**What the task requires**. Copy out every line of the material below word for word, leaving out the pictures.

**Record list**.
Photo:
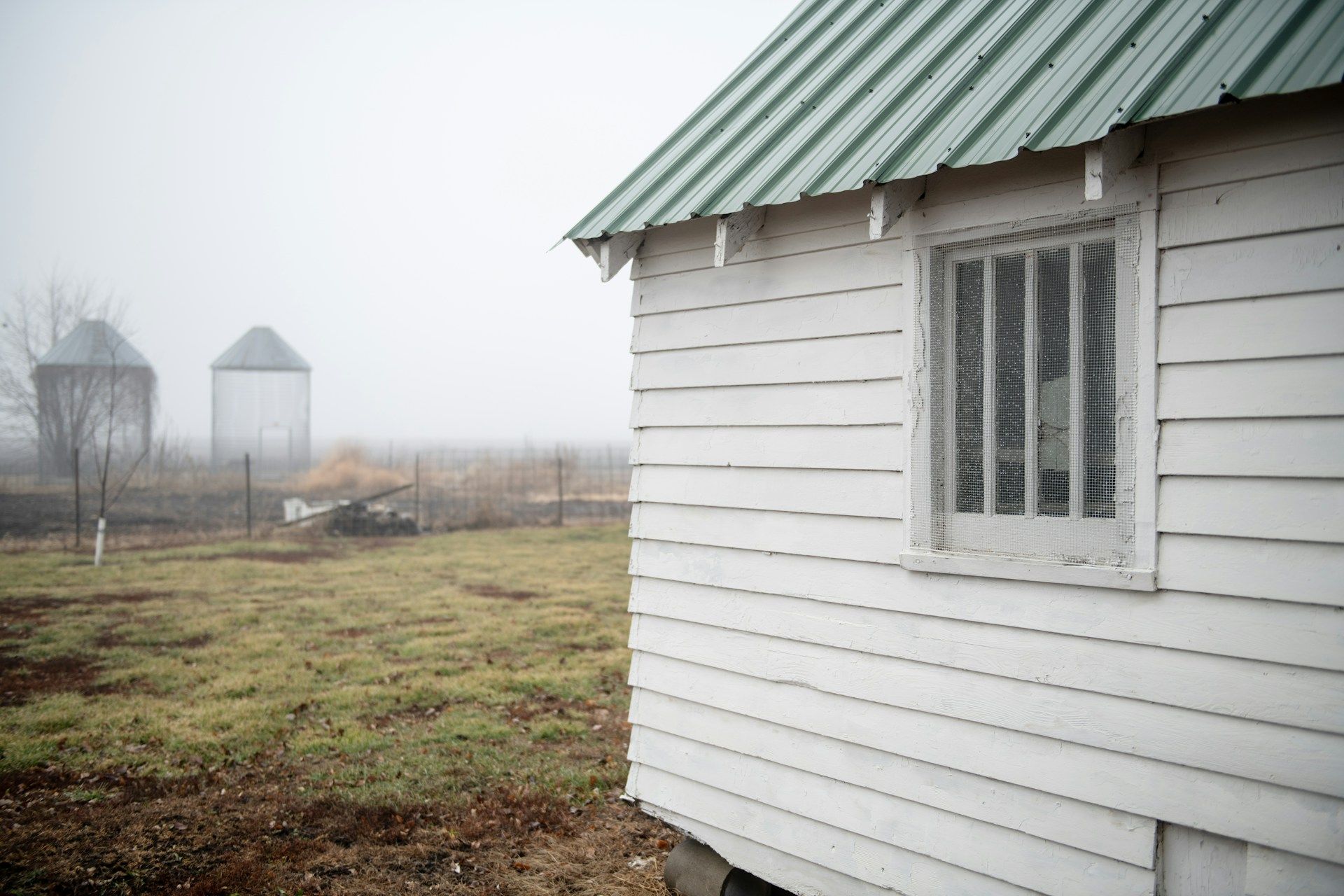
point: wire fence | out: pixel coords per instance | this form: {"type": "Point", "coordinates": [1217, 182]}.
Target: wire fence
{"type": "Point", "coordinates": [465, 488]}
{"type": "Point", "coordinates": [179, 496]}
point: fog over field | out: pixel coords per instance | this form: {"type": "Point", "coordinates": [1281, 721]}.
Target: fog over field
{"type": "Point", "coordinates": [379, 182]}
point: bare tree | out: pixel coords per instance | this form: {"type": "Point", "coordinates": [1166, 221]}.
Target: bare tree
{"type": "Point", "coordinates": [33, 323]}
{"type": "Point", "coordinates": [122, 407]}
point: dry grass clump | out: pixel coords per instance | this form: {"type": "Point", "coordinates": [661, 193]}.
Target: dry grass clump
{"type": "Point", "coordinates": [347, 472]}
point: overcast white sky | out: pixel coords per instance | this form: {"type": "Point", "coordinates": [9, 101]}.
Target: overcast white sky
{"type": "Point", "coordinates": [379, 181]}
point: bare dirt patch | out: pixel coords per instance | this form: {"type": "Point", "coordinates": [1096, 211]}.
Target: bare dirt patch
{"type": "Point", "coordinates": [496, 592]}
{"type": "Point", "coordinates": [307, 555]}
{"type": "Point", "coordinates": [248, 832]}
{"type": "Point", "coordinates": [22, 679]}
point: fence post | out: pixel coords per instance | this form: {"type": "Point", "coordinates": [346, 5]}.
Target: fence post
{"type": "Point", "coordinates": [559, 488]}
{"type": "Point", "coordinates": [248, 488]}
{"type": "Point", "coordinates": [77, 498]}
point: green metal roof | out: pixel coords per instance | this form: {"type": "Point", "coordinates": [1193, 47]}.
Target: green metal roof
{"type": "Point", "coordinates": [850, 92]}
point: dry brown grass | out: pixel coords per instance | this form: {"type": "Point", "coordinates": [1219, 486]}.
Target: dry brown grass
{"type": "Point", "coordinates": [347, 472]}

**Full output**.
Photo:
point: wire fence | out: pixel coords per instance | this form: {"type": "Point", "coordinates": [1217, 182]}.
Target: wire fence
{"type": "Point", "coordinates": [465, 488]}
{"type": "Point", "coordinates": [179, 496]}
point: fog over field | out: pixel coords per instance | this form: {"type": "Point", "coordinates": [1281, 721]}.
Target: fog over field
{"type": "Point", "coordinates": [379, 182]}
point: bare tree | out: pixel coords per instance | this form: {"type": "Point", "coordinates": [1166, 221]}.
Target: bare tree
{"type": "Point", "coordinates": [33, 323]}
{"type": "Point", "coordinates": [122, 407]}
point: dry grass clump | out: pixel coords per instance | this form: {"type": "Point", "coordinates": [661, 193]}.
Target: dry grass clump
{"type": "Point", "coordinates": [347, 472]}
point: overcast white sky | out: pixel coords per instance | this form: {"type": "Point", "coordinates": [9, 101]}.
Target: overcast white sky
{"type": "Point", "coordinates": [379, 181]}
point: bare dirt patch | out: pixel coords per instance | this form: {"type": "Point", "coordinates": [1096, 211]}.
Target: bare dirt patch
{"type": "Point", "coordinates": [496, 592]}
{"type": "Point", "coordinates": [307, 555]}
{"type": "Point", "coordinates": [248, 832]}
{"type": "Point", "coordinates": [22, 679]}
point: fence post | out: pixel coords per instance | this form: {"type": "Point", "coordinates": [346, 5]}.
Target: fence post
{"type": "Point", "coordinates": [559, 488]}
{"type": "Point", "coordinates": [248, 488]}
{"type": "Point", "coordinates": [77, 498]}
point: green metal roof | out: pixel coords per instance | this form: {"type": "Point", "coordinates": [1193, 47]}.
Target: green metal roof
{"type": "Point", "coordinates": [850, 92]}
point: dry brown grass | out: pixel coords per instance | this form: {"type": "Point", "coordinates": [1219, 486]}.
Target: dry brown grass
{"type": "Point", "coordinates": [347, 472]}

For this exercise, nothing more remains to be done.